Reproduce the entries below word for word, from the first line down to and including the line that contains "<point>151,220</point>".

• PROVIDED ENTRIES:
══════
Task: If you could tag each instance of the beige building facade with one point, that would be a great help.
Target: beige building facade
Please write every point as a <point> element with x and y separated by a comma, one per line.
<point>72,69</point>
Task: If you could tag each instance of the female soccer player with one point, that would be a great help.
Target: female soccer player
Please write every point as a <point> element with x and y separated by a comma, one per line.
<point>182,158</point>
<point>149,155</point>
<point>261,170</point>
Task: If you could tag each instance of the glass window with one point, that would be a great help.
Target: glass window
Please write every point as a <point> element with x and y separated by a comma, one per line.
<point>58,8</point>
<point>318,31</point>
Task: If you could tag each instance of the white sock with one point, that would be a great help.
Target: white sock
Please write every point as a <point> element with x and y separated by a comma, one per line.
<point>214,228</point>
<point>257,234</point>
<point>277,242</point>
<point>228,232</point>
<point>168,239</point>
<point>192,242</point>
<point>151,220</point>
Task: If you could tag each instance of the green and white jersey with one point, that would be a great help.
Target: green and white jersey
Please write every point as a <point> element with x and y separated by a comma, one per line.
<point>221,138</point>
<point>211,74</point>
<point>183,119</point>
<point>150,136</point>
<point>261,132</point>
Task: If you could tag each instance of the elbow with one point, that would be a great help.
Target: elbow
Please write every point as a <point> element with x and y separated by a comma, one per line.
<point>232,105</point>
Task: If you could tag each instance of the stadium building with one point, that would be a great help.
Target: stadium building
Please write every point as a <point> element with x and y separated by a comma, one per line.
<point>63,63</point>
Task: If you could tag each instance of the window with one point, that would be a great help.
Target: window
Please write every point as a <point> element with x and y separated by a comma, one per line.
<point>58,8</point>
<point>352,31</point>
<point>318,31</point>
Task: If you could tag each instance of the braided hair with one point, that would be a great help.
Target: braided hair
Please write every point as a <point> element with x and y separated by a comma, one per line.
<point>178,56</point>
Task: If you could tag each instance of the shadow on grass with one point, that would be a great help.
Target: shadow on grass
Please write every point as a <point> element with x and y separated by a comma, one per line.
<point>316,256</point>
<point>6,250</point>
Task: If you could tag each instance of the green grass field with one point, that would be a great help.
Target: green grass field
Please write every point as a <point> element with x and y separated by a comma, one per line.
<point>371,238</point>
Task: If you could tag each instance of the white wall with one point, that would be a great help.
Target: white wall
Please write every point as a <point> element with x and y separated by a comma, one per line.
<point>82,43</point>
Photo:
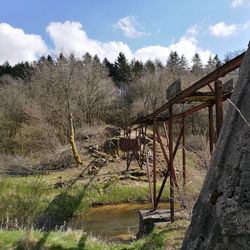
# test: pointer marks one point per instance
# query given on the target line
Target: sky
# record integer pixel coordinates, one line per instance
(141, 29)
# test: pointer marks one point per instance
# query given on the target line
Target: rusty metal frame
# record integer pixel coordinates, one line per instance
(160, 116)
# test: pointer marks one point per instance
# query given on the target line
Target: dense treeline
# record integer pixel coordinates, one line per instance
(37, 98)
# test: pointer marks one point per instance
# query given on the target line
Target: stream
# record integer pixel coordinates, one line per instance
(111, 222)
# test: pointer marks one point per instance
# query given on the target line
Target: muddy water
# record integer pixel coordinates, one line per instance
(112, 222)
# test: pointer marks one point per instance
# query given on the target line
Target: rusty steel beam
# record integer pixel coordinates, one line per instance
(178, 142)
(211, 128)
(154, 165)
(213, 76)
(162, 187)
(219, 106)
(171, 163)
(184, 175)
(162, 147)
(166, 133)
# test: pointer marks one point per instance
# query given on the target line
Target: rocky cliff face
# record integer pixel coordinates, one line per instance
(221, 215)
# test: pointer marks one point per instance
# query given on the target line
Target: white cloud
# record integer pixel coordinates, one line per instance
(17, 46)
(130, 27)
(239, 3)
(187, 45)
(193, 30)
(222, 29)
(69, 37)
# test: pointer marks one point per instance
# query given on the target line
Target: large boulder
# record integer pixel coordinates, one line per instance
(221, 215)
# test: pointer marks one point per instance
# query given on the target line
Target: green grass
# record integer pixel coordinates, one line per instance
(168, 237)
(24, 199)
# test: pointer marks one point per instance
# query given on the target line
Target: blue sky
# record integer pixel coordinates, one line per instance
(141, 29)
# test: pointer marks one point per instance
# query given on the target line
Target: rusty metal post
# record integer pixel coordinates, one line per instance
(154, 165)
(211, 128)
(219, 105)
(166, 133)
(184, 176)
(171, 162)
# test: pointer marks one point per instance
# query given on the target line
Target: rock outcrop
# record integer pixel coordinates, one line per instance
(221, 215)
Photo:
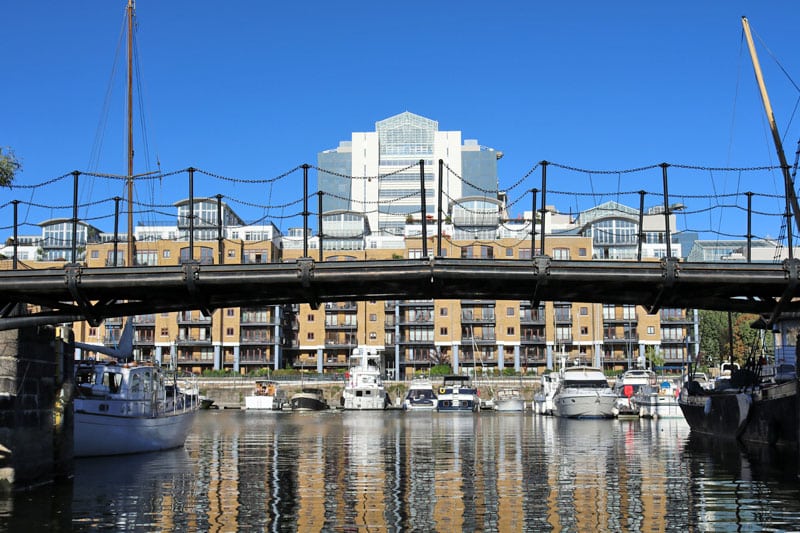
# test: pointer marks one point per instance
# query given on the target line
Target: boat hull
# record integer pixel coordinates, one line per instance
(97, 434)
(659, 406)
(767, 415)
(364, 399)
(305, 402)
(509, 405)
(266, 403)
(584, 405)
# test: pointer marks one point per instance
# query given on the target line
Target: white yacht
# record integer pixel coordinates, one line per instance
(420, 396)
(458, 394)
(627, 386)
(267, 395)
(583, 393)
(363, 383)
(543, 399)
(130, 408)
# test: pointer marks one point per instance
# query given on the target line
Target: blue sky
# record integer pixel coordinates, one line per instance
(251, 89)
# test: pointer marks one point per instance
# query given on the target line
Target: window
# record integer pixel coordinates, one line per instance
(561, 253)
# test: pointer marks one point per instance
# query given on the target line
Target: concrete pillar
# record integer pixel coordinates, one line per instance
(36, 426)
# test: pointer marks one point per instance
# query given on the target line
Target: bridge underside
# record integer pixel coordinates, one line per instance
(93, 294)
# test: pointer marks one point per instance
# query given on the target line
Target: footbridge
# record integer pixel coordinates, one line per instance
(80, 293)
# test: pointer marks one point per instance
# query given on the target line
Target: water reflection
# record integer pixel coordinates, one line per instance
(399, 471)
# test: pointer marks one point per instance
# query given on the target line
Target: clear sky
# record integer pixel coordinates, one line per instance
(251, 89)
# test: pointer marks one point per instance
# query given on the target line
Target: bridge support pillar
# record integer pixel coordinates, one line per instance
(36, 441)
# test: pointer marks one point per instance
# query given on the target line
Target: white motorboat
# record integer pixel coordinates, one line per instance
(660, 401)
(509, 399)
(363, 383)
(130, 408)
(420, 396)
(267, 395)
(543, 399)
(458, 394)
(583, 393)
(308, 399)
(625, 388)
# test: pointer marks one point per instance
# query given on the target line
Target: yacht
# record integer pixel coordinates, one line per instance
(420, 396)
(458, 394)
(363, 383)
(267, 395)
(625, 388)
(583, 393)
(543, 399)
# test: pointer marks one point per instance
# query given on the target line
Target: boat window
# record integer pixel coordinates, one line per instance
(136, 383)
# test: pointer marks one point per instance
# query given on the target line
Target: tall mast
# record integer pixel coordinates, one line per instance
(776, 138)
(130, 254)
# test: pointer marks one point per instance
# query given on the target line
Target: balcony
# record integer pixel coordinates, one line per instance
(192, 340)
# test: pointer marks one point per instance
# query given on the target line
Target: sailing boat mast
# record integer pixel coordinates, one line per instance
(787, 179)
(130, 255)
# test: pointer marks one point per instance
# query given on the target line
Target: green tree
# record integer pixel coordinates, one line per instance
(9, 166)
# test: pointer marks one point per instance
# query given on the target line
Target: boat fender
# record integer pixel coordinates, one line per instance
(744, 402)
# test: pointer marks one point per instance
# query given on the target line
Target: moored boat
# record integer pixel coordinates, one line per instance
(308, 399)
(130, 408)
(458, 394)
(627, 386)
(420, 396)
(658, 401)
(583, 392)
(363, 382)
(509, 399)
(267, 395)
(543, 399)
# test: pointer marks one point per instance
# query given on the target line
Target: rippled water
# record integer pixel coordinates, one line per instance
(395, 471)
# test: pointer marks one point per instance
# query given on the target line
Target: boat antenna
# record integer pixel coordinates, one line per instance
(130, 254)
(776, 138)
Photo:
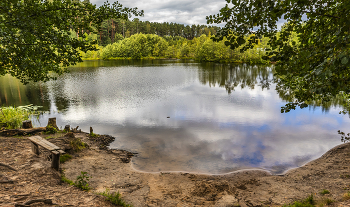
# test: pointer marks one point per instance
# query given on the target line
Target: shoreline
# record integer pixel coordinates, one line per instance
(111, 169)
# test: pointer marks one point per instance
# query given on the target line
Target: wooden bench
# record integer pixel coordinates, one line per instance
(55, 150)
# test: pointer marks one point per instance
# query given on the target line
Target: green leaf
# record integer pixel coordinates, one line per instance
(345, 60)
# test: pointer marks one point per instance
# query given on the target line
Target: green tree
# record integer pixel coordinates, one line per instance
(315, 68)
(35, 36)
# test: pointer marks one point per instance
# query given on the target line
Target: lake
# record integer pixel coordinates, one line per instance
(185, 116)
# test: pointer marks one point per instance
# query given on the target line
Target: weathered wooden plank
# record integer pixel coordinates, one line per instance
(44, 143)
══════
• RIGHT ANSWER:
Task: If you could tag each instance of the beige building facade with one point, that would be a great help.
Target: beige building facade
Please write every point as a <point> element with x and y separated by a comma, one per line.
<point>72,69</point>
Task: If you could tag each instance of the female soccer player with one point, that would be a great help.
Target: female soccer player
Please write every point as a <point> element with x and y separated by a comma, one per line.
<point>182,158</point>
<point>149,155</point>
<point>261,170</point>
Task: If you could tag each instance of the glass window with one point, that would be a great help.
Target: glass window
Please write every point as a <point> element with x and y separated by a comma, one per line.
<point>58,8</point>
<point>318,31</point>
Task: If you could tag each instance of the white sock with one point, that would be a great help.
Target: white sock
Please write every point as a <point> element with x and y separated by a comma, one per line.
<point>214,228</point>
<point>257,234</point>
<point>277,242</point>
<point>228,232</point>
<point>168,239</point>
<point>192,242</point>
<point>151,220</point>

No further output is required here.